◆ PROBLEM DETAILS
Print all of the records. Exclude the images.

◆ Collected data entries

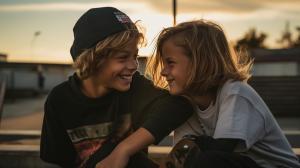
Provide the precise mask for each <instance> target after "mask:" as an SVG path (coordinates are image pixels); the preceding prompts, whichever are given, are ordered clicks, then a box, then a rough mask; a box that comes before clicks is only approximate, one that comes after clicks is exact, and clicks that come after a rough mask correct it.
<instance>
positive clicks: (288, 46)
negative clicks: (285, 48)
mask: <svg viewBox="0 0 300 168" xmlns="http://www.w3.org/2000/svg"><path fill="white" fill-rule="evenodd" d="M277 43H279V44H281V45H282V47H283V48H290V47H291V46H292V44H293V41H292V33H291V31H290V22H289V21H287V22H286V23H285V29H284V31H283V32H282V34H281V38H280V39H278V40H277Z"/></svg>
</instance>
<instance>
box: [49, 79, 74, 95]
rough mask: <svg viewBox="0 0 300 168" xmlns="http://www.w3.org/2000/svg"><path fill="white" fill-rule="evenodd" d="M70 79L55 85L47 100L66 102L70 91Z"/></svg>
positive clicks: (70, 93)
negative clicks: (61, 100) (66, 100)
mask: <svg viewBox="0 0 300 168" xmlns="http://www.w3.org/2000/svg"><path fill="white" fill-rule="evenodd" d="M70 78H72V76H71V77H69V80H66V81H64V82H62V83H60V84H58V85H56V86H55V87H54V88H53V89H52V90H51V91H50V93H49V95H48V99H50V100H51V101H61V100H66V98H67V97H69V96H70V95H71V92H72V89H71V84H70V80H71V79H70Z"/></svg>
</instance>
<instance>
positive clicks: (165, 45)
mask: <svg viewBox="0 0 300 168" xmlns="http://www.w3.org/2000/svg"><path fill="white" fill-rule="evenodd" d="M149 65H150V67H149V68H150V69H148V72H150V75H151V76H152V78H153V80H154V82H155V83H156V84H157V85H159V86H162V85H163V84H164V83H163V78H164V79H165V80H164V81H166V82H167V84H168V87H169V91H170V93H171V94H173V95H183V96H185V97H187V98H188V99H189V100H190V101H191V102H192V103H193V104H194V108H195V113H194V114H193V116H192V117H190V118H189V119H188V120H187V121H186V122H185V123H184V124H183V125H181V126H180V127H179V128H177V129H176V130H175V134H174V138H175V143H176V142H178V140H179V139H181V138H182V137H184V136H185V135H197V136H198V137H197V144H198V146H199V148H200V149H201V151H202V152H198V153H197V154H196V155H193V158H192V159H190V161H189V163H187V161H186V163H185V167H201V168H206V167H218V168H220V167H230V168H237V167H238V168H241V167H243V168H246V167H247V168H248V167H263V168H275V167H286V168H287V167H289V168H296V167H300V165H299V162H298V159H297V157H296V156H295V154H294V153H293V151H292V149H291V146H290V144H289V143H288V141H287V139H286V137H285V136H284V134H283V133H282V131H281V130H280V127H279V126H278V124H277V122H276V121H275V119H274V117H273V116H272V113H271V112H270V110H269V109H268V107H267V106H266V104H265V103H264V102H263V100H262V99H261V98H260V96H259V95H258V94H257V93H256V92H255V91H254V90H253V89H252V88H251V86H249V85H248V84H247V80H248V79H249V77H250V74H249V71H250V68H251V65H252V60H250V59H248V58H247V57H245V56H238V55H236V54H235V53H234V51H233V50H232V49H231V48H230V47H229V44H228V42H227V39H226V37H225V35H224V32H223V30H222V28H221V27H220V26H219V25H217V24H215V23H212V22H209V21H204V20H198V21H191V22H184V23H181V24H179V25H177V26H175V27H170V28H166V29H164V30H163V31H162V32H161V33H160V35H159V37H158V42H157V48H156V53H155V57H153V58H152V59H151V60H150V64H149ZM158 69H160V70H161V72H160V74H159V71H158Z"/></svg>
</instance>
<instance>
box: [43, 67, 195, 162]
mask: <svg viewBox="0 0 300 168" xmlns="http://www.w3.org/2000/svg"><path fill="white" fill-rule="evenodd" d="M80 85H81V82H80V80H79V79H78V77H77V76H76V74H74V75H73V76H71V77H70V78H69V80H68V81H66V82H63V83H62V84H60V85H58V86H56V87H55V88H54V89H53V90H52V91H51V92H50V94H49V95H48V98H47V101H46V103H45V115H44V121H43V128H42V135H41V149H40V156H41V158H42V159H43V160H44V161H46V162H50V163H54V164H58V165H60V166H62V167H81V166H83V165H84V163H85V162H86V161H87V160H88V158H89V157H90V156H91V155H92V154H93V153H95V152H96V151H97V150H99V149H100V150H101V145H102V144H103V142H104V141H105V140H106V139H108V138H112V139H116V140H121V139H122V138H123V137H126V136H127V135H128V134H129V133H130V131H131V130H132V129H133V130H136V129H137V128H139V127H144V128H145V129H147V130H148V131H149V132H150V133H151V134H152V135H153V136H154V137H155V141H156V143H158V142H159V141H160V140H161V139H162V138H163V137H165V136H167V135H168V134H169V133H170V132H171V131H172V130H173V129H175V128H176V127H178V126H179V125H180V124H182V123H183V122H184V121H186V120H187V119H188V117H190V116H191V114H192V111H193V109H192V107H191V105H190V103H189V102H188V101H187V100H185V99H184V98H182V97H175V96H170V95H169V94H168V93H167V91H165V90H162V89H159V88H156V87H154V86H153V84H152V82H151V81H149V80H148V79H146V78H145V77H144V76H142V75H140V74H139V73H136V74H135V75H134V77H133V81H132V84H131V87H130V89H129V91H126V92H118V91H111V92H110V93H109V94H107V95H105V96H103V97H99V98H89V97H87V96H85V95H84V94H83V93H82V92H81V89H80Z"/></svg>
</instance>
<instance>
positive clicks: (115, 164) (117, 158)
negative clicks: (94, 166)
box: [96, 150, 129, 168]
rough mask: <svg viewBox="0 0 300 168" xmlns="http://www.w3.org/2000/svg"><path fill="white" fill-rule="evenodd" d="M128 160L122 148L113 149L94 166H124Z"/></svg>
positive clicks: (126, 164)
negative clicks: (110, 153)
mask: <svg viewBox="0 0 300 168" xmlns="http://www.w3.org/2000/svg"><path fill="white" fill-rule="evenodd" d="M128 160H129V155H128V154H126V153H123V151H122V150H115V151H113V152H112V153H111V154H110V155H108V156H107V157H106V158H105V159H103V160H102V161H101V162H99V163H97V165H96V168H125V167H126V165H127V163H128Z"/></svg>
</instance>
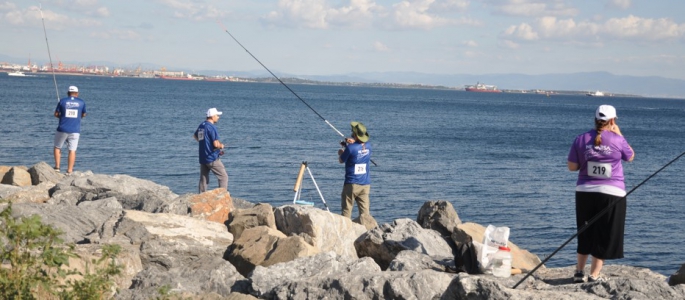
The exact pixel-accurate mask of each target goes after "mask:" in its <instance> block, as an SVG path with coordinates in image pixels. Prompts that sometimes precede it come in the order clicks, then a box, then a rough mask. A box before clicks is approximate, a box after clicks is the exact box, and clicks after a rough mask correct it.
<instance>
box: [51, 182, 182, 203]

◆ EXPECTED ANSWER
Provide the precise mask for each <instance> target after "mask:" as an SVG path (coordinates are image pixels); the preceding prompts, whichever are given, are ordered clicks, then a box, then a rough mask; a box that comes before clicks is only approximate, one that comes after clicks is exact, and clicks that come after a rough mask correct it.
<instance>
positive clicks: (288, 46)
negative clicks: (285, 48)
mask: <svg viewBox="0 0 300 168" xmlns="http://www.w3.org/2000/svg"><path fill="white" fill-rule="evenodd" d="M277 43H279V44H281V45H282V47H283V48H290V47H291V46H292V44H293V41H292V33H291V31H290V22H289V21H287V22H286V23H285V29H284V31H283V32H282V34H281V38H280V39H278V40H277Z"/></svg>
</instance>
<instance>
box: [49, 79, 74, 95]
rough mask: <svg viewBox="0 0 300 168" xmlns="http://www.w3.org/2000/svg"><path fill="white" fill-rule="evenodd" d="M70 79L55 85L47 100L66 102L70 91Z"/></svg>
positive clicks: (70, 93)
negative clicks: (61, 100) (66, 100)
mask: <svg viewBox="0 0 300 168" xmlns="http://www.w3.org/2000/svg"><path fill="white" fill-rule="evenodd" d="M70 78H72V76H71V77H69V80H66V81H64V82H62V83H60V84H58V85H56V86H55V87H54V88H53V89H52V90H51V91H50V93H49V95H48V99H50V100H51V101H61V100H66V98H67V97H69V96H70V95H71V92H72V89H71V84H70V80H71V79H70Z"/></svg>
</instance>
<instance>
positive clicks: (165, 45)
mask: <svg viewBox="0 0 300 168" xmlns="http://www.w3.org/2000/svg"><path fill="white" fill-rule="evenodd" d="M149 65H150V67H149V68H150V69H148V72H150V75H151V76H152V78H153V80H154V82H155V83H156V84H157V85H159V86H162V85H163V84H164V83H163V78H164V79H165V80H164V81H166V82H167V84H168V87H169V91H170V93H171V94H173V95H183V96H185V97H187V98H188V99H189V100H190V101H191V102H192V103H193V104H194V108H195V113H194V114H193V116H192V117H190V118H189V119H188V120H187V121H186V122H185V123H184V124H183V125H181V126H180V127H179V128H177V129H176V130H175V134H174V138H175V143H176V142H178V140H179V139H181V138H182V137H184V136H185V135H197V136H198V137H197V144H198V146H199V148H200V149H201V151H202V152H198V153H197V154H196V155H193V158H192V159H190V161H189V163H187V161H186V163H185V167H201V168H206V167H218V168H220V167H230V168H237V167H238V168H241V167H243V168H246V167H247V168H248V167H263V168H275V167H286V168H287V167H289V168H296V167H300V165H299V162H298V159H297V157H296V156H295V154H294V153H293V151H292V149H291V146H290V144H289V143H288V141H287V139H286V137H285V136H284V134H283V133H282V131H281V130H280V127H279V126H278V124H277V122H276V121H275V119H274V117H273V116H272V113H271V112H270V110H269V109H268V107H267V106H266V104H265V103H264V102H263V100H262V99H261V98H260V96H259V95H258V94H257V93H256V92H255V91H254V90H253V89H252V88H251V86H249V85H248V84H247V80H248V79H249V77H250V74H249V71H250V68H251V65H252V60H250V59H248V58H247V57H245V56H238V55H236V54H235V53H234V51H233V50H232V49H231V48H230V47H229V44H228V42H227V39H226V37H225V35H224V32H223V30H222V28H221V27H220V26H219V25H217V24H215V23H212V22H209V21H204V20H198V21H191V22H184V23H181V24H179V25H177V26H175V27H170V28H166V29H164V30H163V31H162V32H161V33H160V35H159V37H158V42H157V48H156V53H155V57H153V58H152V59H151V60H150V64H149ZM158 69H160V70H161V72H160V74H159V71H158Z"/></svg>
</instance>
<instance>
box: [43, 67, 195, 162]
mask: <svg viewBox="0 0 300 168" xmlns="http://www.w3.org/2000/svg"><path fill="white" fill-rule="evenodd" d="M80 85H81V82H80V80H79V79H78V77H77V76H76V74H74V75H73V76H71V77H70V78H69V80H68V81H66V82H63V83H62V84H60V85H58V86H56V87H55V88H54V89H53V90H52V91H51V92H50V94H49V95H48V98H47V101H46V103H45V115H44V121H43V128H42V135H41V149H40V156H41V158H42V159H43V160H44V161H46V162H50V163H54V164H58V165H60V166H62V167H81V166H83V165H84V163H85V162H86V161H87V160H88V158H89V157H90V156H91V155H92V154H93V153H95V152H96V151H97V150H99V149H100V150H101V145H102V144H103V142H104V141H105V140H106V139H108V138H112V139H116V140H121V139H122V138H123V137H126V136H127V135H128V134H129V133H130V131H131V130H132V129H133V130H136V129H137V128H139V127H144V128H145V129H147V130H148V131H149V132H150V133H151V134H152V135H153V136H154V137H155V141H156V143H158V142H159V141H160V140H161V139H162V138H163V137H165V136H167V135H168V134H169V133H170V132H171V131H172V130H173V129H175V128H176V127H178V126H179V125H180V124H182V123H183V122H184V121H186V120H187V119H188V117H190V116H191V114H192V111H193V109H192V107H191V105H190V103H189V102H188V101H187V100H185V99H184V98H182V97H175V96H170V95H169V94H168V93H167V91H165V90H162V89H159V88H156V87H154V86H153V84H152V82H151V81H149V80H148V79H146V78H145V77H144V76H142V75H140V74H139V73H136V74H135V75H134V77H133V81H132V84H131V87H130V89H129V91H126V92H118V91H111V92H110V93H109V94H107V95H105V96H103V97H99V98H89V97H87V96H85V95H84V94H83V93H82V92H81V89H80Z"/></svg>
</instance>
<instance>
positive clicks: (115, 164) (117, 158)
negative clicks: (94, 166)
box: [96, 150, 129, 168]
rough mask: <svg viewBox="0 0 300 168" xmlns="http://www.w3.org/2000/svg"><path fill="white" fill-rule="evenodd" d="M128 160L122 148L113 149L94 166H124Z"/></svg>
positive clicks: (126, 164)
negative clicks: (110, 153)
mask: <svg viewBox="0 0 300 168" xmlns="http://www.w3.org/2000/svg"><path fill="white" fill-rule="evenodd" d="M128 160H129V155H128V154H126V153H123V151H122V150H115V151H113V152H112V153H111V154H110V155H108V156H107V157H106V158H105V159H103V160H102V161H101V162H99V163H97V165H96V168H125V167H126V165H127V163H128Z"/></svg>
</instance>
The exact pixel-accurate mask of each target goes after "mask:" in its <instance> block, as an SVG path with coordinates in image pixels. Prompts that sometimes precede it come in the order clicks, then a box, then a rough mask. A box before clicks is approximate, a box after clicks is the exact box, and clicks after a rough mask correct it.
<instance>
box: [51, 182, 182, 203]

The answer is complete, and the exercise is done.